Document text:
---

We Must Find a Way to Prevent Bill Gates from Preventing the Next Pandemic

For days now, I’ve been fighting my way through Bill Gates’s disturbing new book on How to Prevent the Next Pandemicand I’ve found myself wondering about one question above all:

How are we to explain Gates, exactly?

I know that for many of you he is a calculating conspiratorial goon. Pretend for a moment that he’s not, though. Imagine, for the sake of argument, that he’s every inch the obtuse, naive and self-important former software developer that he seems to be. How did he get this way, what does he even think he is doing, and what can it mean?

Remember that this man has billions of dollars. A whole world of unusual vices stands open to him: He could hire a mercenary army to invade some country and proclaim himself god-emperor for life. He could retire to a tropical island with his favourite mind-altering substances and a harem of nubile young women. He could do both at once, and other things besides. Instead, he has chosen the path of moral vanity, perhaps the least interesting vice of all, founding a ponderous grantmaking foundation and pooping around the globe in manboobs and ill-fitting polo shirts, pronouncing to all and sundry on subjects he hardly understands.

---

What you will do:
[1] In the essay's sentence beginning "Imagine, for the sake of argument," list each word used to describe the kind of former software developer Gates seems to be.
[2] Copy the essay word for word between "We Must Find" and "can it mean?", inclusive.
The data that comes after the essay has nothing to do with this work.

---

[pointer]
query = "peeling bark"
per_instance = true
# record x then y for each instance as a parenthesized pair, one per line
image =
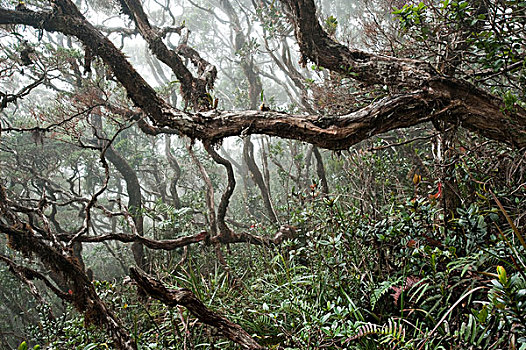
(430, 95)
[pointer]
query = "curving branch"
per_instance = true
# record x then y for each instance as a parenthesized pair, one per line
(430, 96)
(186, 298)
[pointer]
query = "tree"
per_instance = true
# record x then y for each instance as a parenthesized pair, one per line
(406, 91)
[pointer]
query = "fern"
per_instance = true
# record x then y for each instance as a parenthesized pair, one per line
(382, 289)
(392, 332)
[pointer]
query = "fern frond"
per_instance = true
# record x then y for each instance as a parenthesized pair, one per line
(393, 331)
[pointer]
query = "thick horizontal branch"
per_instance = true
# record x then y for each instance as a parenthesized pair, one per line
(457, 102)
(186, 298)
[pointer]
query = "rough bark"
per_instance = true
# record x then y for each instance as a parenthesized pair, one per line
(427, 95)
(54, 256)
(186, 298)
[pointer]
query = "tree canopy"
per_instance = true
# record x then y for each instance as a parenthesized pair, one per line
(175, 125)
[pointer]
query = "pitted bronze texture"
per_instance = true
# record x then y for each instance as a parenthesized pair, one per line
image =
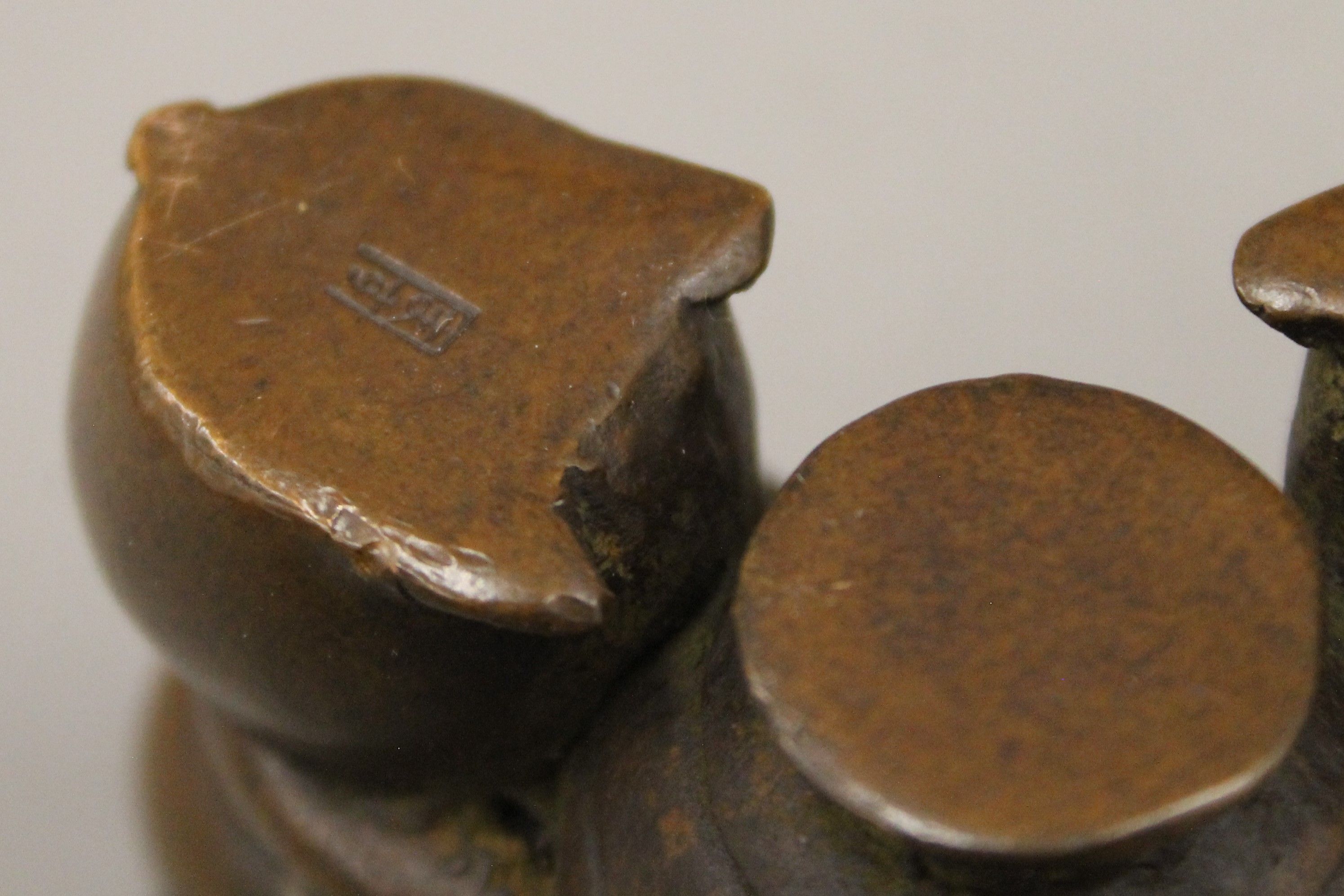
(1068, 570)
(1034, 618)
(406, 417)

---

Numbered responses:
[1] obtuse, naive, self-important

[2]
We Must Find a Way to Prevent Bill Gates from Preventing the Next Pandemic

For days now, I’ve been fighting my way through Bill Gates’s disturbing new book on How to Prevent the Next Pandemicand I’ve found myself wondering about one question above all:

How are we to explain Gates, exactly?

I know that for many of you he is a calculating conspiratorial goon. Pretend for a moment that he’s not, though. Imagine, for the sake of argument, that he’s every inch the obtuse, naive and self-important former software developer that he seems to be. How did he get this way, what does he even think he is doing, and what can it mean?